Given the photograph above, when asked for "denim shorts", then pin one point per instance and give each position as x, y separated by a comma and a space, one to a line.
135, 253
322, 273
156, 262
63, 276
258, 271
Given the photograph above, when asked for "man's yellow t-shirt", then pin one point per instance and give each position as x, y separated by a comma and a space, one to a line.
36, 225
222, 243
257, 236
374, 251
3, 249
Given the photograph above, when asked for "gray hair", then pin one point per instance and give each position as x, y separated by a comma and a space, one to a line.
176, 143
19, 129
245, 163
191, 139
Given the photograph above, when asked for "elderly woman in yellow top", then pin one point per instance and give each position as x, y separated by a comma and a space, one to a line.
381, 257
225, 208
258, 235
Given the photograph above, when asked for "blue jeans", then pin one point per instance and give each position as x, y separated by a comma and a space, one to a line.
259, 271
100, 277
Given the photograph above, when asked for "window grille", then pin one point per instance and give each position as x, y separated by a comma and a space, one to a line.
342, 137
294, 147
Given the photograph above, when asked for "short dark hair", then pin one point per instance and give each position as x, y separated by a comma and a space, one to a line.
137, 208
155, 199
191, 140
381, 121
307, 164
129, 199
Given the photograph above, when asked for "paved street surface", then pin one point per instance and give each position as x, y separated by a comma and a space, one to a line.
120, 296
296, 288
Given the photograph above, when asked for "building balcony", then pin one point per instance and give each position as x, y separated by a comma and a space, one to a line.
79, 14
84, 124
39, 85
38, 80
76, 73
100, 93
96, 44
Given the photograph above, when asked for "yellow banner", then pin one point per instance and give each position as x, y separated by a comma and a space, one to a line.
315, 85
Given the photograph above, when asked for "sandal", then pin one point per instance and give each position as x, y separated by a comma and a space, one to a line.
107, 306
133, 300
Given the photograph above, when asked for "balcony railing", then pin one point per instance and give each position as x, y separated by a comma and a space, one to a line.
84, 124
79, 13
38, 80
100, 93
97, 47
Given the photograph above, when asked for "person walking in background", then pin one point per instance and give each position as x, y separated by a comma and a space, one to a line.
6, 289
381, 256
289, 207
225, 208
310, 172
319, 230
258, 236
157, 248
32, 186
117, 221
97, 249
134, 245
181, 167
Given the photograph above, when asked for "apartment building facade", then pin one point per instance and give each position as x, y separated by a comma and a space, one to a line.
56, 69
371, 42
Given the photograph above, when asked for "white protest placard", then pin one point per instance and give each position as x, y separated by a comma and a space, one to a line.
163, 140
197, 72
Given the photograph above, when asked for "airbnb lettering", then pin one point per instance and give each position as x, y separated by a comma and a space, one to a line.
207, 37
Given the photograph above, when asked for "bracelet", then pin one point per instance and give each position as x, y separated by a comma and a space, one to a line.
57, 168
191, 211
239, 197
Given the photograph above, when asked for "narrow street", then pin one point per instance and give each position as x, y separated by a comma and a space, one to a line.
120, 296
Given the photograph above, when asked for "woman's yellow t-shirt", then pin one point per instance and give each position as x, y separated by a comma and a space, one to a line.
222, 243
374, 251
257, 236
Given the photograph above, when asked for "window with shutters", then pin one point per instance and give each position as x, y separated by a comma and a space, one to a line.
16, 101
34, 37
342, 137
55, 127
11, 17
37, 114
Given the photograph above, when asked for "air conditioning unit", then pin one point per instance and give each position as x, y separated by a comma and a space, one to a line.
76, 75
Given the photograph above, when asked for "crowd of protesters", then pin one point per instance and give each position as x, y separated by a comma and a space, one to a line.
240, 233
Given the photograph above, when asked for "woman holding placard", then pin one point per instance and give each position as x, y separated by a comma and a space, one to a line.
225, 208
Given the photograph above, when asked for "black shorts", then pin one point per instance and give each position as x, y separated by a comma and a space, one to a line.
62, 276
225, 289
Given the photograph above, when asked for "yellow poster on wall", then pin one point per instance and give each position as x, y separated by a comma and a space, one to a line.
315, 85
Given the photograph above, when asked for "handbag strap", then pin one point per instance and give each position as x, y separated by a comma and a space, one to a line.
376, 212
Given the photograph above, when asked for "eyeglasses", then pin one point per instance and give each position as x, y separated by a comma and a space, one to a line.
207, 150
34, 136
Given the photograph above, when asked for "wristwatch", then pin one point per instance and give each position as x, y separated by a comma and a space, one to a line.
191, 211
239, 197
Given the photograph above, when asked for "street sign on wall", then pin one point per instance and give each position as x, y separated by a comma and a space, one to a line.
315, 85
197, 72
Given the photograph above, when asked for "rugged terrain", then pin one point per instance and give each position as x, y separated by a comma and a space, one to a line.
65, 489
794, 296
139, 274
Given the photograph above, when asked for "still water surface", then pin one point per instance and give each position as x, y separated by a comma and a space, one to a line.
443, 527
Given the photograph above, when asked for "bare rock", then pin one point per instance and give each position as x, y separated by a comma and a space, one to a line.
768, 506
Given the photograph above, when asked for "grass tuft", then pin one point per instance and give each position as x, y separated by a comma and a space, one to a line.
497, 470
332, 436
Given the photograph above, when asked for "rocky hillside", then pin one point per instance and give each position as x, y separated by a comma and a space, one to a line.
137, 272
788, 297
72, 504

+++

▶ What is being asked
Go through the listing and print each line exactly as it appears.

▶ Solution to this problem
Given the photograph above, when asked for "denim shorts", then pin one point per instance and give each position as x, y separated by a comma and a space, one to a line.
135, 253
322, 273
156, 262
63, 276
258, 271
Given the photograph above, when asked for "man's yellow t-shirt", then pin one point per instance and give each position as x, y separated by a comma and a space, one to a line.
36, 225
222, 243
257, 236
374, 251
3, 249
Given the photograph above, when asked for "gray hair", then pin one point per instance and give each position as x, y separated by a comma and a space, one to a line.
176, 143
19, 129
245, 163
191, 139
Given the photograph above, when asked for "elderly woman in yellow top", then pin one point per instance and give each position as x, y separated by a comma and a space, one to a line.
381, 257
225, 208
258, 235
Given the photograph above, when asked for "blue jeans", then pin one point per instance and give each position as x, y separated by a comma and a space, one to a line.
259, 271
100, 277
Given the photograph above, when asked for "window grille", then pin one point per instance and give each position as x, y separated by a comma and a space, one to a line.
342, 137
294, 147
Given the photograph above, when asked for "short dark hair", then pin one point per instance and give each position as x, y separated by a comma and a space, one to a line.
137, 208
155, 199
191, 140
381, 121
307, 164
129, 199
Given the photograph above, when asked for "paved street surface", then pin one point per instance and give each position as x, y separated by a comma and a space, one to a line.
120, 296
296, 288
Given the photograph above, when asked for "building balcony", then pin one point per instance and give each position as x, y separated by a comma and a space, one to a line.
79, 14
84, 124
39, 85
38, 80
76, 73
100, 93
96, 44
Given the photograph above, when asked for "yellow banner", then pin one point per instance and give each position as x, y separated by a comma and a space, one to a line.
315, 85
Given the photograph above, when asked for "sandal", then pin one point per instance and give each position as x, y separated by a comma and a space, one to a line.
107, 306
133, 300
Given the photograph above, when asked for "balcony railing", then pin one point per instance and give each position as x, y separated by a comma and a space, one to a line.
84, 124
79, 13
38, 80
100, 93
97, 47
Given the photograph above, when asked for "person walking in background", then pin one point per instance and give each position as x, y separated by a comma and a space, one to a line.
6, 289
381, 256
289, 207
225, 208
310, 172
319, 230
258, 236
157, 248
32, 186
117, 221
97, 249
134, 245
181, 167
Given the photograph above, when asked for "apartment building facade", then pin one point per instance and give each position as x, y separated by a comma and a space, one to a line.
56, 69
371, 42
Given the photograph above, when asked for "white protest placard", then pin one point per instance and give each position as x, y separated by a comma and a space, one to a line.
163, 140
197, 72
Given the photograph above, when asked for "airbnb lettering", then pin one point per instance and give each position as x, y separated by a comma and a space, one to a line.
207, 37
Given the photograph above, when asked for "bracelet", then pin one point per instance and give each position as x, y separated by a comma and a space, one to a line.
57, 168
191, 211
239, 197
Given the photograph above, when asked for "narrow street", then pin one point per instance and give each position as x, y separated by a comma and a space, one to a line.
120, 296
Given the photograph above, when asked for "woman's yellow t-shirt", then pin one point per instance and give each position as x, y separated by a comma and a space, one to a line.
222, 243
374, 251
257, 236
Given the photograph above, when asked for "window with shutters", then pin one point per instance and give each position as x, y separated by a comma and a space, one to a line.
16, 101
34, 37
342, 137
55, 127
11, 17
37, 114
Given the photograph above, when asked for "air conditioning unit", then pin one point per instance and give each position as x, y separated by a comma and a space, one to a line.
76, 75
Given the photograph above, when asked for "crowd of protesters", then pin one point per instance and give each position as x, y separated by a comma and a space, one to a line.
240, 233
Given the photograph above, when asked for "woman holding placard", then pin one point per instance and give each position as x, y separated by a comma and a space, one to a line.
225, 208
Given the photograph above, when asked for "black shorts", then pin one point per instance and give each position as x, y separated by a comma and a space, one to a line.
62, 276
225, 289
Given the photograph above, when asked for "yellow poster on wall", then pin one point per instance and give each position as x, y separated by a comma and a space, one to a line.
315, 85
Given the photograph above, when asked for "handbag strap", then pin one point per instance and give each position as x, y separated by a comma and a space, one to a line.
376, 212
Given the photograph above, when asked for "eyeglasses", then pin one point per instance and give each position as x, y separated by a comma and a space, one to a line.
207, 150
34, 136
Given the photograph above, when asked for "wristwatch", then pin one point per instance and give each position as x, y separated by a comma and a space, one to a line.
191, 211
239, 197
Given the photograph above, when asked for "street sign on wall", then pin one point per instance and give each position as x, y separated by a comma and a space, one to a line.
315, 85
197, 72
Given the photograph above, when asked for "rugged terrain", then pin one point per instance and give each position as x, y separated by a comma and a space, one to a line.
65, 489
794, 296
139, 274
Given the photograph above, when asked for "still water surface", then pin one point per instance and give each position as x, y separated by a comma and a space, one to a line.
443, 527
Given the photograph above, when asked for "bare rock", then pin one point per instance and give each position as x, y separated by a comma and a space, one to a line.
768, 506
Given the photograph above, when asked for "grass tuft", then pin one point per instance and give each position as x, y separated by a comma and a space, one to a line.
497, 470
332, 436
Given the photograph above, when asked for "rocky hillside", then pin one point per instance and give each position as x, y separated by a comma and a space, one to a line.
137, 272
788, 297
72, 504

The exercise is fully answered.